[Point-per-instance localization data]
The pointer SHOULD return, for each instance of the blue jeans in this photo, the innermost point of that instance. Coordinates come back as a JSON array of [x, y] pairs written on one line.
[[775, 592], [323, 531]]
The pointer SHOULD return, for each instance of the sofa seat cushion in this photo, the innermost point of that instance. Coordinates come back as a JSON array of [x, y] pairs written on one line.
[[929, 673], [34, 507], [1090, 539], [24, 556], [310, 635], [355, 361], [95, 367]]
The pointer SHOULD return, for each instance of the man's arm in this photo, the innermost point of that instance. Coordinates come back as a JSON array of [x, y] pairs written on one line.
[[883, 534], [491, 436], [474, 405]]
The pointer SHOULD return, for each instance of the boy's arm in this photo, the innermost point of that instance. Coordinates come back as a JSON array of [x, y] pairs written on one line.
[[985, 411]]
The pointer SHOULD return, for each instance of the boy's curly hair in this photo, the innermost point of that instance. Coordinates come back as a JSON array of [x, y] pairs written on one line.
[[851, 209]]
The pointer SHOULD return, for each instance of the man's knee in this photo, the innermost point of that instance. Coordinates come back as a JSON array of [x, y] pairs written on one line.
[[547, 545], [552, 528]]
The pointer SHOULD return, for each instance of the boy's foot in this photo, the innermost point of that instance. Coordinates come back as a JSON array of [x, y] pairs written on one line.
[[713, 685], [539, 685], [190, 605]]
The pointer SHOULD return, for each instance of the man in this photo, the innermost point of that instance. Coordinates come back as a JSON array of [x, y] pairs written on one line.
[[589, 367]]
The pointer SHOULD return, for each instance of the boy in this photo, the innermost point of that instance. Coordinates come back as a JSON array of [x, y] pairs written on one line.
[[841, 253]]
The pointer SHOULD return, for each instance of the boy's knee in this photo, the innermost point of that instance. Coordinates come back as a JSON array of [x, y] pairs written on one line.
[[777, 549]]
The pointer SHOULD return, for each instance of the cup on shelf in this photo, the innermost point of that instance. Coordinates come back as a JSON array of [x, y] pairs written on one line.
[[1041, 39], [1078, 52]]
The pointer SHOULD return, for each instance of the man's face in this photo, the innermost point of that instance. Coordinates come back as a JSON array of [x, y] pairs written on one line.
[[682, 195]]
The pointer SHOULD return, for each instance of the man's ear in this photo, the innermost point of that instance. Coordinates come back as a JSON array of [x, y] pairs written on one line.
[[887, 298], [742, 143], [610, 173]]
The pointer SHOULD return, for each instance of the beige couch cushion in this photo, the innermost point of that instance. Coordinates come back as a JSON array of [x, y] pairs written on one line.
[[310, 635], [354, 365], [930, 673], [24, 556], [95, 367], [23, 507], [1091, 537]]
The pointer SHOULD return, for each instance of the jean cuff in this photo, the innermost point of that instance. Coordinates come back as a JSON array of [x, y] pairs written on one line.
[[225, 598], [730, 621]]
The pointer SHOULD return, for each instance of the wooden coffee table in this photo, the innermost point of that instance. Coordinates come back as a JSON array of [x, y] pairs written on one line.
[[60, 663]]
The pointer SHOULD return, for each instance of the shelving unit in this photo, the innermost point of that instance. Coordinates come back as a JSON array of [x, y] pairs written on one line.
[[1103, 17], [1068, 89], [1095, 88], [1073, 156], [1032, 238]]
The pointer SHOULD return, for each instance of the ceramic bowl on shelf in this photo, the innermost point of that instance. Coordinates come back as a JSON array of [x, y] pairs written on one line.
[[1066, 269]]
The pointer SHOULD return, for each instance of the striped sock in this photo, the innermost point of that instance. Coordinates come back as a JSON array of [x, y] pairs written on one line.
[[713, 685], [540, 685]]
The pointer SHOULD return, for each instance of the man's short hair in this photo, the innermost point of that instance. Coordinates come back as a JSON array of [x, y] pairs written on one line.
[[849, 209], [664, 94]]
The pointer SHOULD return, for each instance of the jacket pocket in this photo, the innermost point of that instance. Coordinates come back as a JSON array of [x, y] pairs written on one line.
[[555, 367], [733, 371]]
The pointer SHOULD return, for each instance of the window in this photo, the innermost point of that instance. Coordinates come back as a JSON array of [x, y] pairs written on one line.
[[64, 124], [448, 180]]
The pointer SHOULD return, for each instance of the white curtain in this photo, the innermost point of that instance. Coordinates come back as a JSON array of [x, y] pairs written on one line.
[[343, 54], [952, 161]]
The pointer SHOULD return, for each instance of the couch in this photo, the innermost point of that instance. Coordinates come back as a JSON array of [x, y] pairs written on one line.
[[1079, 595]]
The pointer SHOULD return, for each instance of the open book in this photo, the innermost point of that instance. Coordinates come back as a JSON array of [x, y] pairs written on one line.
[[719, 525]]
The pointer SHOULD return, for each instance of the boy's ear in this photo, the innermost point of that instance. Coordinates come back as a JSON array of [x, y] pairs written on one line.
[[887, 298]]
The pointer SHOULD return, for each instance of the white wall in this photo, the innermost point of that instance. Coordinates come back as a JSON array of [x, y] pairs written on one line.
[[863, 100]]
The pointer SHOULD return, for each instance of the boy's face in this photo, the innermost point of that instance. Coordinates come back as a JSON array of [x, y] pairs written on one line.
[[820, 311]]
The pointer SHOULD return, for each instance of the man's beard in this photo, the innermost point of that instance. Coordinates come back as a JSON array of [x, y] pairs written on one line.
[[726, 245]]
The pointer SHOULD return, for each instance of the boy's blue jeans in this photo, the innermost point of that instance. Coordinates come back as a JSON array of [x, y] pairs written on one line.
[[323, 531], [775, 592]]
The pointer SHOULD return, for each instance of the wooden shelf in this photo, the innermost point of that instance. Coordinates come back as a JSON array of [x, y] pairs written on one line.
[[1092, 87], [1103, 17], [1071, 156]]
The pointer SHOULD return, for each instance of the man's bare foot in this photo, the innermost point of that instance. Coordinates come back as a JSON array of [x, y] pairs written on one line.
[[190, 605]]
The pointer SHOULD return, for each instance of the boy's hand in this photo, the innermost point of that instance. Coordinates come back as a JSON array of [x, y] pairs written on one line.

## [Task objective]
The task calls for all the records above to be repeated exactly.

## [Task solution]
The pointer SHOULD return, for each instance of the blue jeans in this photo, the innermost point of that instance. Coordinates come back as a JSON array of [x, y] pairs written on one line.
[[775, 592], [323, 531]]
The pointer SHOULD return, for each instance of the sofa seat cushion in this photo, the innermost point of that instance. Coordinates come back as a JSON array of [x, y] pairs written on one line.
[[929, 673], [34, 507], [1090, 539], [24, 556], [310, 635], [355, 361], [95, 367]]
The pointer SHOULD return, for each instance of the man's arm in this photo, the innermost point of that instance. Coordinates come back as a JSON array of [x, y] pairs written on one line.
[[883, 534], [491, 436], [474, 405]]
The pointer SHOULD return, for each instance of the boy's arm in this photo, the innermost point of that instance. Coordinates come back as a JSON array of [x, y] pairs written on one line.
[[985, 411]]
The pointer SHOULD return, for each instance of the boy's curly hair in this photo, the innermost point of that instance. Coordinates come back as a JSON array of [x, y] pairs written on one line.
[[851, 209]]
The pointer SHOULD return, for each instance of the man's knee in this photo, the innermost point of that instance. Coordinates come back as a JSON array of [x, y] pairs written on one line.
[[547, 545], [552, 528]]
The pointer SHOULD return, for each instance of the boy's foot in this photo, the innermost point of that instance. Coordinates come back as a JSON array of [x, y] pairs written on one line.
[[713, 685], [539, 685], [190, 605]]
The pointer SHOULD return, for each instance of the man in this photo, the innermost point of that instance. Coordinates come back as a JSON array of [x, y] pairs written on one line.
[[589, 367]]
The pointer SHOULD return, for each instance of the boy in this photo, the innermost point of that instance. Coordinates come back as a JSON array of [x, y] pairs written on one line.
[[841, 253]]
The pointer SHOULD return, for each instance of the boy's knee in this photo, the innermost point of that instance. Coordinates come back as a JSON array of [x, y] pairs written on one line.
[[777, 549]]
The pointer SHOULD return, for each instance of the cup on shelf in this photo, the innermost point of that instance. Coordinates come back as a JSON array of [x, y] pairs written on one line.
[[1041, 39], [1078, 52]]
The pointer SHOULD return, for each instance of the man's face in this photo, the innermost point of that instance. Coordinates come back as a JSON array of [x, y] pairs written on one line.
[[682, 195]]
The pointer SHOULD return, for each instance of the man's ear in this photo, the innermost point of that instance. Coordinates come back as a JSON array of [x, y] pairs written on one line.
[[887, 298], [742, 143], [610, 173]]
The pointer SHOULD return, for each instance of the beige couch cushion in this photo, the innermost point of that instance. Coordinates come back as a JSON array of [x, y] pairs written on one line.
[[310, 635], [354, 365], [930, 673], [24, 556], [95, 367], [23, 507], [1091, 537]]
The pointer SHOULD return, for each instance of the jean cuff in this photo, the innermost point of that instance. Coordinates come back as a JSON array of [x, y] pairs written on one line.
[[225, 598], [730, 621]]
The pointer SHOULD return, for each instance of the wooden coffee table in this photo, the innermost point of that instance. Coordinates come back as a JSON array of [x, y] pairs written on one line.
[[60, 663]]
The pointer SHOULD return, for each instance of the shelving unit in this photo, the innermost point of that instance. Coordinates come back as a JSON array of [x, y] pairs written on one line.
[[1103, 17], [1068, 89], [1095, 88], [1073, 156], [1032, 238]]
The pointer SHOULD return, for each instance of the ceramic bowl on shelf in this photo, the innermost point of that instance. Coordinates come back as a JSON array of [x, y] pairs written on one line.
[[1066, 269]]
The pointer SHOULD return, for each instance of the striped sock in this photo, the innermost point of that instance. Coordinates come back as a JSON array of [x, y] pairs written on one line.
[[713, 685], [540, 685]]
The pointer SHOULD return, for each instance of the man's short hair in this photo, the innermost point of that instance. Coordinates come back as a JSON array of [x, y] pairs written on one line.
[[849, 209], [664, 94]]
The pointer SHOULD return, for each instance of the jacket pocket in this photo, the innermost point of that instance. Coordinates come back as a JSON array of [x, y] pairs written on one line.
[[555, 367], [733, 371]]
The pointer SHOULD return, for each instance of the window in this photo, the innermost point of that instance. Coordinates come back as a JSON array of [x, y] pairs written on one line.
[[64, 124], [448, 180]]
The pointer SHOULD return, for each instance of the white curtain in this photo, the innermost point of that instance. Coordinates come back as a JSON array of [x, y] pairs written on one line.
[[343, 54], [952, 161]]
The pointer SHOULD return, for each instance of the couch in this photo, the innermost point of that instance. Coordinates come back as a JSON array of [x, y] pairs written on one line.
[[1079, 595]]
The pointer SHOULD return, for each instance of the open book in this photo, the innermost point of that instance. Coordinates come back as a JSON array of [x, y] pairs written on one line.
[[719, 525]]
The pointer SHOULD return, for each instance of the boy's ear in this photo, the innermost point of that instance. Coordinates come back as a JSON array of [x, y] pairs written on one line.
[[887, 298]]
The pointer SHOULD return, for each instance of the white wall in this photo, the innermost point of that instance. Coordinates come back as a JSON array of [x, y] pairs written on one line.
[[863, 100]]
The pointer SHOULD return, for each instance of the boy's face in this photo, the innermost point of that instance. Coordinates come back as a JSON array of [x, y] pairs written on one line.
[[820, 311]]
The pointer SHOULD return, for each instance of the man's beard in this photo, the innermost point of that instance. Coordinates come back as a JSON array of [x, y] pairs written on one line.
[[726, 245]]
The pointer SHOULD return, for each instance of the boy's blue jeans in this photo, the innermost point of that instance. Coordinates come back as a JSON array of [x, y] pairs written on one line.
[[323, 531], [775, 592]]
The pointer SHOULD return, for each instance of the wooden shelf in this photo, the innermost point of that instance. Coordinates come back as a JSON array of [x, y] pairs written on one line.
[[1092, 87], [1103, 17], [1071, 156]]
The pointer SHOULD return, for each instance of the man's bare foot in this photo, the innermost point of that instance. Coordinates come back as a JSON array of [x, y] pairs written on one line.
[[190, 605]]
The pointer SHOULD return, for each instance of the boy's hand in this photo, the innermost point of that instance. Coordinates come back as a JSON array of [x, y] pairs written on one line.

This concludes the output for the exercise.